Given task
Count how many lines of the records contain the string "instance", and reply with only that number.

** begin Exercise materials **

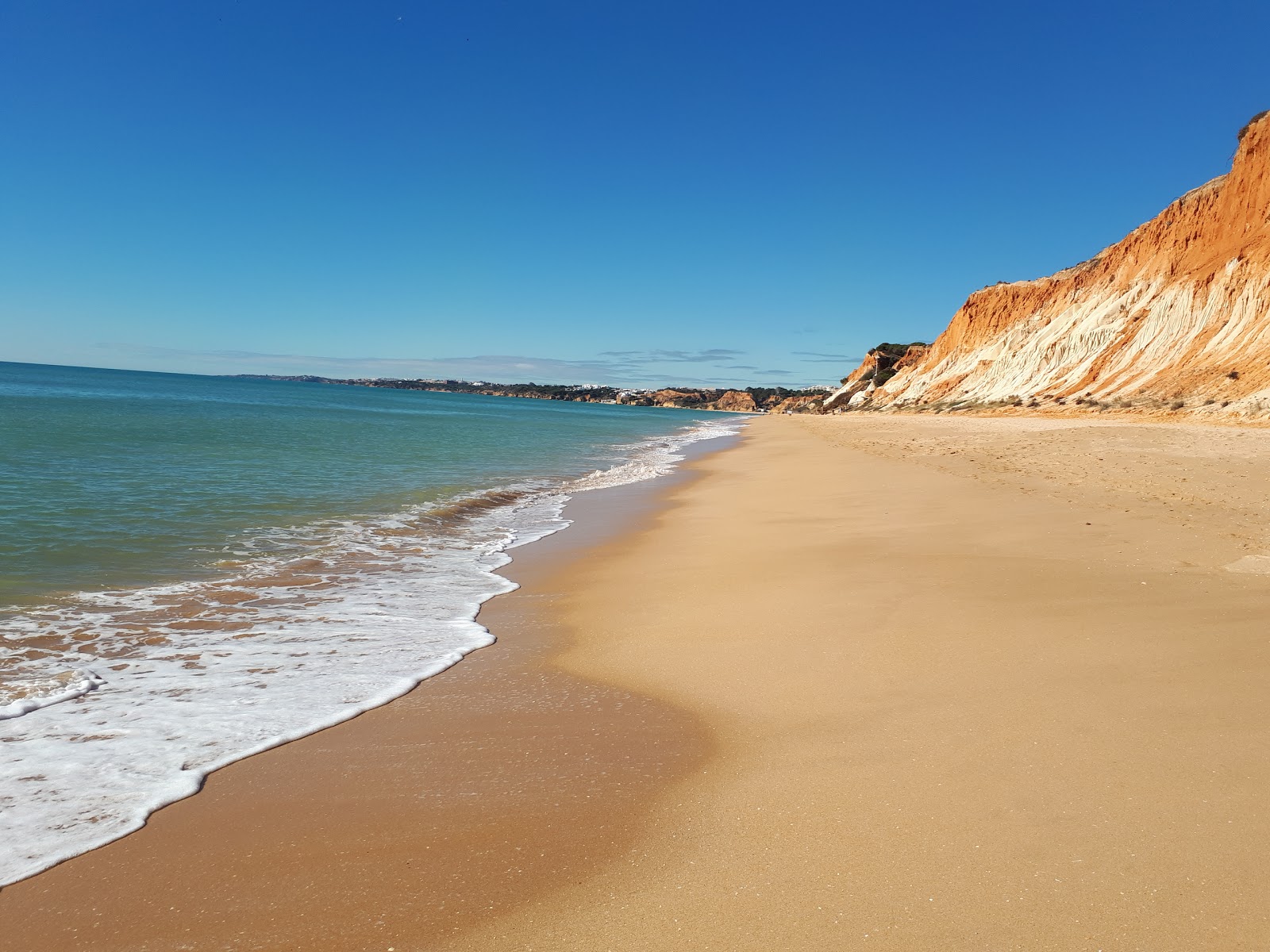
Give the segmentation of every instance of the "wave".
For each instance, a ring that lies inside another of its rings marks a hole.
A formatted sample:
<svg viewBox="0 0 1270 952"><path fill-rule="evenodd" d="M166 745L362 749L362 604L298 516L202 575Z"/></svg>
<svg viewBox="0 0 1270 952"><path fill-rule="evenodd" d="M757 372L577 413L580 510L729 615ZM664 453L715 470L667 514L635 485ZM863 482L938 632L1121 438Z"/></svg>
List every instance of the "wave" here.
<svg viewBox="0 0 1270 952"><path fill-rule="evenodd" d="M493 642L507 552L565 528L569 496L653 479L709 421L626 461L235 539L222 572L79 593L4 618L0 885L138 829L212 770L392 701Z"/></svg>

** end Exercise materials **

Written answer
3